ABOUT THIS EXERCISE> Produce an exact copy of the lines from the line that contains "Practice. Identify the red metal" to the end of the listing below.

DATA PROVIDED>
····················

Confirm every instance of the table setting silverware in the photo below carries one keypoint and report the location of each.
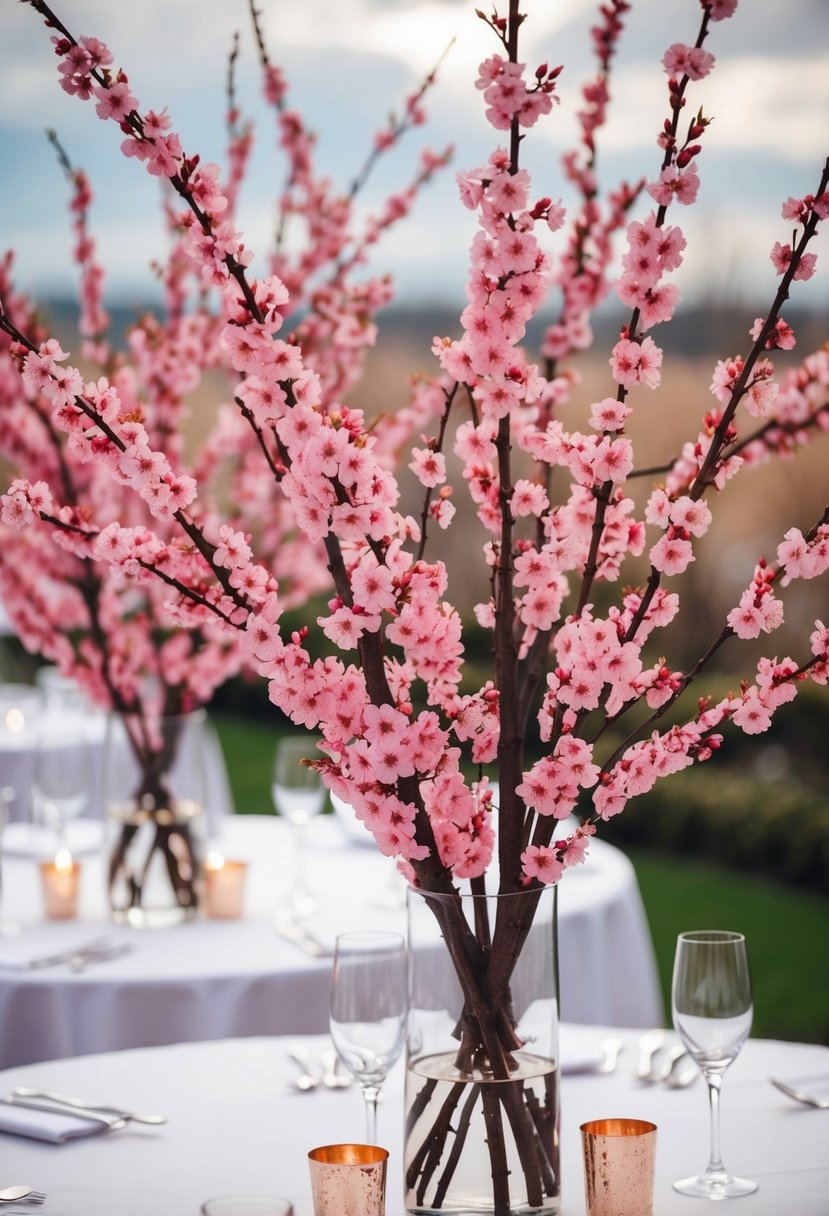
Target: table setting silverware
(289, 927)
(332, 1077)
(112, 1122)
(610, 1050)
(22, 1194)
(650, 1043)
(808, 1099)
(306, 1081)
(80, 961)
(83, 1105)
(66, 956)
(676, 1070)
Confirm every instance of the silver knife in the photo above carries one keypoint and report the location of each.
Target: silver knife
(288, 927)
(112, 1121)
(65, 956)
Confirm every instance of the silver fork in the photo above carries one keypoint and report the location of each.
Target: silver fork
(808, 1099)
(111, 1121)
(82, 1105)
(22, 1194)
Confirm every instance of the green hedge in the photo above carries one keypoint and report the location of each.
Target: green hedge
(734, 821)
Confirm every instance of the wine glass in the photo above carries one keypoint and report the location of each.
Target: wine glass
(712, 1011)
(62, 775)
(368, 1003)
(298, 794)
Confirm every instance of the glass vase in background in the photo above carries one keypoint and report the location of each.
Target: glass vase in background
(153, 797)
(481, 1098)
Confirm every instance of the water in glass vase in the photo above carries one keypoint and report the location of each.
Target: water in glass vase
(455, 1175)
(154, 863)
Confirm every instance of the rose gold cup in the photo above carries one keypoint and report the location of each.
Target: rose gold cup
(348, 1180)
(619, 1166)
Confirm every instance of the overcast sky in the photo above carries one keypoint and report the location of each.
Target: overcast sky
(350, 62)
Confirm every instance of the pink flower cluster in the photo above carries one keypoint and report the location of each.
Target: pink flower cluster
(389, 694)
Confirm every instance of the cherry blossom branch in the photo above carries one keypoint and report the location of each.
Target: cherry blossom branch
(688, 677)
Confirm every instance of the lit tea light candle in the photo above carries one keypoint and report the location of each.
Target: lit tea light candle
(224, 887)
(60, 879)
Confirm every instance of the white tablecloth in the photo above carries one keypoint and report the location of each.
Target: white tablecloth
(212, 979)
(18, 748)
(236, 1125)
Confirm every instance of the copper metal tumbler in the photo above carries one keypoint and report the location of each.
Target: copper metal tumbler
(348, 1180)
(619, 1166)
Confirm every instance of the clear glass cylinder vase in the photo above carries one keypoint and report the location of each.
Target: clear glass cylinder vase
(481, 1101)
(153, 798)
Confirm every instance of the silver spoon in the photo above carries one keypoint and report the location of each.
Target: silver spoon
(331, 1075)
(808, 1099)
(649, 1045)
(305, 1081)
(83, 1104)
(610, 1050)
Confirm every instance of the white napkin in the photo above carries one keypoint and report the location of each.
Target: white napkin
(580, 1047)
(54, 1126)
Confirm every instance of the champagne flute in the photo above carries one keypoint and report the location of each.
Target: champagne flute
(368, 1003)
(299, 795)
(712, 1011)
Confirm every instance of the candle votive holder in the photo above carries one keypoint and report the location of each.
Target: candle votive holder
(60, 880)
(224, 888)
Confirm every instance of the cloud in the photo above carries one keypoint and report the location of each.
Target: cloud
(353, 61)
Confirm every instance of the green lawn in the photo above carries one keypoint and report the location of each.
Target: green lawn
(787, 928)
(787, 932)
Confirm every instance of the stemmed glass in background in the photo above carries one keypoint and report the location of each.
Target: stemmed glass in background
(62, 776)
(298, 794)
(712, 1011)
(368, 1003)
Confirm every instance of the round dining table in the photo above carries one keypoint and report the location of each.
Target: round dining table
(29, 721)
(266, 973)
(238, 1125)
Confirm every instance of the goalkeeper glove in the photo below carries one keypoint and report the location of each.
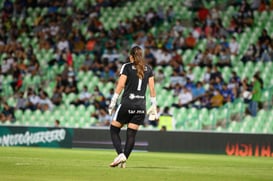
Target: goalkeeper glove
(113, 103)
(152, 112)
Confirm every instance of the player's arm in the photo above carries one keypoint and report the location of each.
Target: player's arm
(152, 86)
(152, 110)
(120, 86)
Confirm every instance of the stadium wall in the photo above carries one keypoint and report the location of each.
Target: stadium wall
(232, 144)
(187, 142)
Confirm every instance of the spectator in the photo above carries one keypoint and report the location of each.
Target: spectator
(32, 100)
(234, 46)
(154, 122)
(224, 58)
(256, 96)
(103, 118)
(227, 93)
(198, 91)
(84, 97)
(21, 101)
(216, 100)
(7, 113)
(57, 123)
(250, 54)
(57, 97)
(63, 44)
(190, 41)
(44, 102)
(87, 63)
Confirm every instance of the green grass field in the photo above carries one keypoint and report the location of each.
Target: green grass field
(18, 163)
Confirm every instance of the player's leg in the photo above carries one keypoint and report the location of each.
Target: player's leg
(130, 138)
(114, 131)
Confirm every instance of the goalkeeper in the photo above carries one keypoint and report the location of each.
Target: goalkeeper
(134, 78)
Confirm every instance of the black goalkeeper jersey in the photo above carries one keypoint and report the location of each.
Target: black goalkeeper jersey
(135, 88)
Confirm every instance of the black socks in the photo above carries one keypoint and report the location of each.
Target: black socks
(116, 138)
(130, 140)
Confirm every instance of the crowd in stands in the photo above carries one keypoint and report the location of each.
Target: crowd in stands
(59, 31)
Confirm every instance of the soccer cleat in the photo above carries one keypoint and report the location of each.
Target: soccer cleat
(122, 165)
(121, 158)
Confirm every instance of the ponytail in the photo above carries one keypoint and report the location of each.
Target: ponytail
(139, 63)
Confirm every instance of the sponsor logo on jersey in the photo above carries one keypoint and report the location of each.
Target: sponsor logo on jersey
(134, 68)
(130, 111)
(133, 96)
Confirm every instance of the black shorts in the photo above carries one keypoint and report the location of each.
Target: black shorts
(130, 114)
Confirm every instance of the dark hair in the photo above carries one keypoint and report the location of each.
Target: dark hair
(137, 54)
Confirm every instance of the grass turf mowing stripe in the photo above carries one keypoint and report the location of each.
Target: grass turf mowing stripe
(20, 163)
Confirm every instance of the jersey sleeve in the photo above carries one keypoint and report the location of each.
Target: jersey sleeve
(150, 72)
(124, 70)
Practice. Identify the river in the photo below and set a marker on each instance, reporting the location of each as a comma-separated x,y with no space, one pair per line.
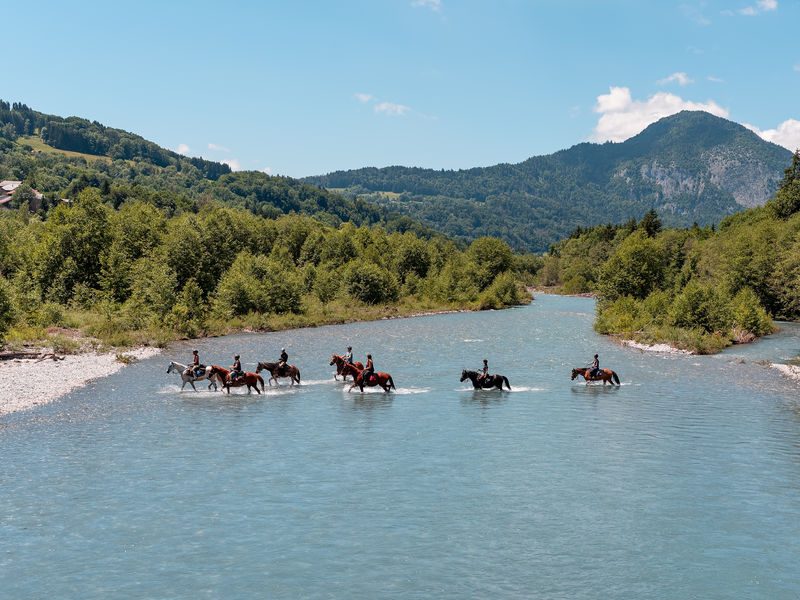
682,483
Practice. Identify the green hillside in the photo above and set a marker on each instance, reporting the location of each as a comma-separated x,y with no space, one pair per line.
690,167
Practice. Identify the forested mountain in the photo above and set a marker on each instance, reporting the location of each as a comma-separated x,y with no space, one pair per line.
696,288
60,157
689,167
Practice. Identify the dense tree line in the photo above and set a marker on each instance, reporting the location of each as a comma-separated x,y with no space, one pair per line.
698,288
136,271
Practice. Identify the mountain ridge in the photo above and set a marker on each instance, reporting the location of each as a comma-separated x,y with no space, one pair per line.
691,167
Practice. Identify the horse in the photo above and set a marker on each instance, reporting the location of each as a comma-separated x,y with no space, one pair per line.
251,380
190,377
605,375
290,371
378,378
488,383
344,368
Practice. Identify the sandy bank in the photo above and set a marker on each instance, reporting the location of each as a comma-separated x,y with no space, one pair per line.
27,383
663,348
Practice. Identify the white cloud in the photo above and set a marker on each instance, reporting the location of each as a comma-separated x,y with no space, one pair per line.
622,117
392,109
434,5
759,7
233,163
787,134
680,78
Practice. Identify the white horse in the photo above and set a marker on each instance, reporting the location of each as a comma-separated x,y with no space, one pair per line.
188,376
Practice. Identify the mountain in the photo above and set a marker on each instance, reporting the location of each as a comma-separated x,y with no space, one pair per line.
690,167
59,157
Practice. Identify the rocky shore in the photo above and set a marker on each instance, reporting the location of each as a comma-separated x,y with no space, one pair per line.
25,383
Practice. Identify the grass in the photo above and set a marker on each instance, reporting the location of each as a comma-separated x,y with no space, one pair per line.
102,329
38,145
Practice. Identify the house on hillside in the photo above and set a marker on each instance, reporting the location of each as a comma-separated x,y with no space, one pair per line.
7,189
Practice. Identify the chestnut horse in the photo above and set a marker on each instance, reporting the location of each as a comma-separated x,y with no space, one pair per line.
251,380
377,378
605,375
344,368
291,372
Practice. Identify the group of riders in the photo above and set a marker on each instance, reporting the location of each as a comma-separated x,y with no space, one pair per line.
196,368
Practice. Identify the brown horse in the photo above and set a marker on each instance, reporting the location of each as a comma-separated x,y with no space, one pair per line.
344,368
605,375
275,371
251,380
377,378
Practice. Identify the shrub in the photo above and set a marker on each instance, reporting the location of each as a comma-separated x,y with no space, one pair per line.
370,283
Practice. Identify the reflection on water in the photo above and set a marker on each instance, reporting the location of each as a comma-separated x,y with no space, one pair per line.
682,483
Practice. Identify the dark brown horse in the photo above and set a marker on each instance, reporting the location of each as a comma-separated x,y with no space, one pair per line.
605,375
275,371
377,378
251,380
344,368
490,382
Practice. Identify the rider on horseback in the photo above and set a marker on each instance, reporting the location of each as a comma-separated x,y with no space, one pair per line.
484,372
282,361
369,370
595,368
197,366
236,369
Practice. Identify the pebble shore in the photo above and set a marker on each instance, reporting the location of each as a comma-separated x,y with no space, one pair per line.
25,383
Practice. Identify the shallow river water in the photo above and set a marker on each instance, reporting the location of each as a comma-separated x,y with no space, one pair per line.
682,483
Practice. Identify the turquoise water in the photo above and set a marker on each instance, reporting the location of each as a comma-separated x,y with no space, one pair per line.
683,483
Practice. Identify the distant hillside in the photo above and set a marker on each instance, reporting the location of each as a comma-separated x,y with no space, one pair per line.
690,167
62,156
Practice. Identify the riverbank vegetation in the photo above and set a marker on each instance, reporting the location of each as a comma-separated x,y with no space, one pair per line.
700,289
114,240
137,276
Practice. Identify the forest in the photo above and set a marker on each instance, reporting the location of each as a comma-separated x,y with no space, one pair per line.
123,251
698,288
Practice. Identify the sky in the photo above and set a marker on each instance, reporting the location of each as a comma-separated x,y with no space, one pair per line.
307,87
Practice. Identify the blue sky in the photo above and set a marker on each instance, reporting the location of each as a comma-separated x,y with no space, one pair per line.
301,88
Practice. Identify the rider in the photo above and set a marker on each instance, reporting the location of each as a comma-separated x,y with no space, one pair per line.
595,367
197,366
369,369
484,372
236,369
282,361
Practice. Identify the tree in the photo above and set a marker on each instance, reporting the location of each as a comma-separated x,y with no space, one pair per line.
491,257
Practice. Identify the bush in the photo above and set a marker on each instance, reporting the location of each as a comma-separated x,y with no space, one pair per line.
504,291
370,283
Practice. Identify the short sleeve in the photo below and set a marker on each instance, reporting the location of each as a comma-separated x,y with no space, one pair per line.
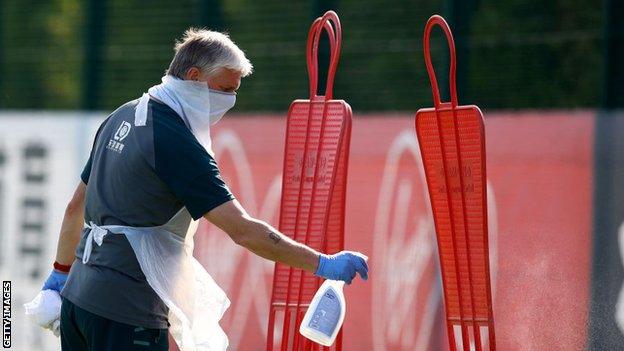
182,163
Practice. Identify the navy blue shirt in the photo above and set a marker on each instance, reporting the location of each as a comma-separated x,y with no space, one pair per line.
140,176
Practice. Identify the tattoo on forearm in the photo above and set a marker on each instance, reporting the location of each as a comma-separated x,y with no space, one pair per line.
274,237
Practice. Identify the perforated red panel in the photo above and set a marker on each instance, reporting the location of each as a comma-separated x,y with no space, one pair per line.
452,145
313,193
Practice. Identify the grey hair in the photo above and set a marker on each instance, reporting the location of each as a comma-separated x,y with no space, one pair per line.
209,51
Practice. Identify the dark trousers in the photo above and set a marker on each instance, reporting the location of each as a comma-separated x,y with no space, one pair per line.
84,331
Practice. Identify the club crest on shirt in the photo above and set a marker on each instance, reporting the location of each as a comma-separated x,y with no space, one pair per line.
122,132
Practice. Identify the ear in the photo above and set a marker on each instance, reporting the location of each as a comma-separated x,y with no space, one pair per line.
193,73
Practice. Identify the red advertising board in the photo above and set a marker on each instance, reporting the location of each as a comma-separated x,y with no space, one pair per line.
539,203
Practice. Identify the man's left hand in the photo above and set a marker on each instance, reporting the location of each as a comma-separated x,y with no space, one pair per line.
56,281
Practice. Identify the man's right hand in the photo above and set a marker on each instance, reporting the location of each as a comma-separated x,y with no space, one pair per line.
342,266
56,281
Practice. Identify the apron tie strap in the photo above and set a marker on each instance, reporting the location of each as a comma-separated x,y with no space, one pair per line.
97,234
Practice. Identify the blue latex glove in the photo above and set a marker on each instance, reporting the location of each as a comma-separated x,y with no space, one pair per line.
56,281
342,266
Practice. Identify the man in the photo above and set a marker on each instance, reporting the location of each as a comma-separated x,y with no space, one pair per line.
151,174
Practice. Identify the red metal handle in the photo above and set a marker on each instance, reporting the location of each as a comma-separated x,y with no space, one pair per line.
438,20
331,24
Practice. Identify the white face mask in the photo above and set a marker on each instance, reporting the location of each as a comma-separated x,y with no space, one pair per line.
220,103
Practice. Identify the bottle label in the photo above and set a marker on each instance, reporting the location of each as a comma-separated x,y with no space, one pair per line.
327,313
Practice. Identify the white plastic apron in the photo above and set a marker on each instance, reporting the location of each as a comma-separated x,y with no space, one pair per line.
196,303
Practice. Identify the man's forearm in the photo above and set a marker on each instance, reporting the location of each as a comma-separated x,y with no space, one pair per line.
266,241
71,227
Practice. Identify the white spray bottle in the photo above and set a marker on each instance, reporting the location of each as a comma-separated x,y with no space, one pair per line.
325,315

····················

FINAL ANSWER>
Practice. Identify the red metal handle in the photo above and set a marker on each instance, reporting the location of each as a comma-separated x,y with no space, one pair per line.
438,20
331,24
Practice. Identify the white face mask in the photo above and set a marker on each instance, reporting the location of each as a comma-separated x,y with no space, one pair per line.
220,103
Practice. Identify the bottle label in the photo above and set a marker on each instance, reporting the location of each as a comma-separated x,y with no space, one pair per line.
327,313
Practice. Identify the white plastic apron in the photo above and set a marker on each instance, reporting the location of each as a comma-separated x,y with no space, one pair per line.
196,303
Practice. Identify the man's forearm in the photo above and set a marker on each instance, reporting the location of each as a comma-separated x,y with no space, one pair per line.
266,241
71,227
Practice. Identify the white spray bottle in the photo above and set a marker on each instance, reporting the location of each as a comma-separated x,y with no space, one pair per line.
325,315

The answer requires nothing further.